» **DATA SHOWN**:
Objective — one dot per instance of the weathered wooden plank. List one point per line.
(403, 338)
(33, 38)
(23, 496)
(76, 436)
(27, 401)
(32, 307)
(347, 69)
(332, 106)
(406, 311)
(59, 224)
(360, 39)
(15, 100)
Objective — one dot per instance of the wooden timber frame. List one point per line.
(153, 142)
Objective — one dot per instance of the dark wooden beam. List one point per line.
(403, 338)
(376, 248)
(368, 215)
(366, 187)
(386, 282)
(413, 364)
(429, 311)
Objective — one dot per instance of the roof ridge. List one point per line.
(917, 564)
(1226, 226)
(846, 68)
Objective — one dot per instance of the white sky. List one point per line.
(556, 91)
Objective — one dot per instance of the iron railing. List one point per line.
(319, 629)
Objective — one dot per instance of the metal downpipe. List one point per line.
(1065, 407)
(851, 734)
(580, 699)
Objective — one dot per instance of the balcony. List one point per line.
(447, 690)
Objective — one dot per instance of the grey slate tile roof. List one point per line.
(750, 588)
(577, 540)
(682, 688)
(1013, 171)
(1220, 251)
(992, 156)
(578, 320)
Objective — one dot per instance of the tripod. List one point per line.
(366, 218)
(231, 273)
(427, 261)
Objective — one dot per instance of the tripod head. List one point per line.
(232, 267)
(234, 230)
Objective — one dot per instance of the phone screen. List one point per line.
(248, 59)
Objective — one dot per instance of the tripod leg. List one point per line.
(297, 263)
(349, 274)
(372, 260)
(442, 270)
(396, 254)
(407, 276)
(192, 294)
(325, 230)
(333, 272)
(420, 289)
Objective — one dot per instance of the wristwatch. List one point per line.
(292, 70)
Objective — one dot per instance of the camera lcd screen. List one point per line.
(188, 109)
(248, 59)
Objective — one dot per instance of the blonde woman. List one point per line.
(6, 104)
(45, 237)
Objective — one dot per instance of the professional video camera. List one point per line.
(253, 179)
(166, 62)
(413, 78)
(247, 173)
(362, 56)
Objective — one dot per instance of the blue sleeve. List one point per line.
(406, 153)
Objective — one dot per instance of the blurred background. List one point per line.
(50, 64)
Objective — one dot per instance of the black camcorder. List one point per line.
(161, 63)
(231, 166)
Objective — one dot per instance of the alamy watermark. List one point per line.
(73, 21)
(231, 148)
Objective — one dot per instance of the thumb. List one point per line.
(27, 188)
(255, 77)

» **HOW TO COMPLETE THIS TASK**: The whole of the material above should be given again exactly.

» **EXERCISE ANSWER**:
Objective — one dot per instance of the weathered wooden plank. List one point per line.
(403, 338)
(33, 38)
(23, 496)
(76, 436)
(27, 401)
(32, 307)
(347, 69)
(332, 106)
(406, 311)
(59, 224)
(360, 39)
(15, 100)
Objective — one dot per instance of the wooden timber frame. List one point per line.
(153, 142)
Objective — one dot per instance of the dark wooden beam. List one point per line.
(403, 338)
(376, 248)
(368, 215)
(366, 187)
(386, 282)
(413, 364)
(429, 311)
Objective — one dot per instance of the roof ridge. List one point per line.
(917, 564)
(1226, 226)
(846, 68)
Objective — one dot per instance of the white sky. List one point per line.
(556, 91)
Objective — one dot per instance of the iron railing. List one point per line.
(319, 629)
Objective — one dot per instance of the metal downpipe. List one point per line.
(1065, 407)
(851, 734)
(580, 699)
Objective — one dot per instance of the balcony. List one point per line.
(447, 690)
Objective — one dot per instance of the grey slate tile roof. List one point per line.
(750, 588)
(577, 540)
(682, 688)
(1013, 171)
(1220, 251)
(992, 156)
(578, 320)
Objective — one dot per instance of the tripod. List one point per line.
(366, 218)
(231, 273)
(427, 261)
Objective — one dot per instance of the tripod head. List one point per line.
(232, 267)
(234, 230)
Objective — one dot per instance of the phone screen. List one point per line.
(248, 59)
Objective — one dot per instance of the tripod leg. List one point per line.
(297, 263)
(349, 274)
(372, 260)
(442, 270)
(396, 254)
(407, 276)
(192, 294)
(325, 230)
(333, 272)
(420, 289)
Objective — one dot per instance of the wristwatch. List one point per line.
(292, 70)
Objective — one dot per instance of the camera lcd screen. List one point per line.
(188, 109)
(248, 59)
Objective — one dot per instance of the blonde woman. List one point per line.
(6, 104)
(45, 237)
Objective — one dot per instance of the professional video camera. List one point per line.
(253, 179)
(166, 62)
(413, 78)
(247, 173)
(362, 56)
Objective — one dot per instance of the blue sleeve. List one point per line.
(406, 153)
Objective — one dot per instance of the blurred background. List one point per line.
(50, 64)
Objective — one dot per instance of the black camcorder. List one point per line.
(161, 63)
(231, 166)
Objective — one dot per instance of the alamy watermark. List one point per line.
(73, 21)
(231, 148)
Objective — one dot per instance of the thumb. List one point per line.
(27, 188)
(255, 77)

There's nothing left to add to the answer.